As before, we’ll start out with a type of Monster, but this type the method move_to_room() has a receiver type of Gc<Monster>. This doesn’t match cases 1, 2, or 3, so we proceed to case 4 and unwind by one adjustment. Since the most recent adjustment was to deref from Gc<Monster> to Monster, we are left with a type of Gc<Monster>. We now search again. This time, we match case 1. So the final result is Mob::move_to_room(victim, room). This last case is sort of interesting because we had to use the autoderef to find the method, but once resolution is complete we do not wind up dereferencing victim at all.

Finally, let’s see an error involving case 4. Imagine we modified the type of victim in our previous example to be &Monster and not Gc<Monster>:

fn flee_if_possible(victim: &Monster, room: &mut Room) {
  match room.find_random_exit() {
    None => { }
    Some(exit) => {

In this case, we would again unwind an adjustment, going from Monster to &Monster, but at that point we’d be stuck. There are no more adjustments to unwind and we never found a type Gc<Monster>. Therefore, we report an error like “the method move_to_room() expects a Gc<Monster> but was invoked with an &Monster”.

- [Given records]:
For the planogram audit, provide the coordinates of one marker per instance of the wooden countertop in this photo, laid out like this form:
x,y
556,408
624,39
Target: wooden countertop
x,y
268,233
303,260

- [To-do list]:
a. Which case numbers does the passage on method resolution mention?
b. Print every line of the record in Block 1 word for word, with nothing changed.
The records have no connection to the passage on method resolution.

- [The results]:
a. Case 1, case 2, case 3 and case 4.

b.
For the planogram audit, provide the coordinates of one marker per instance of the wooden countertop in this photo, laid out like this form:
x,y
556,408
624,39
Target: wooden countertop
x,y
268,233
303,260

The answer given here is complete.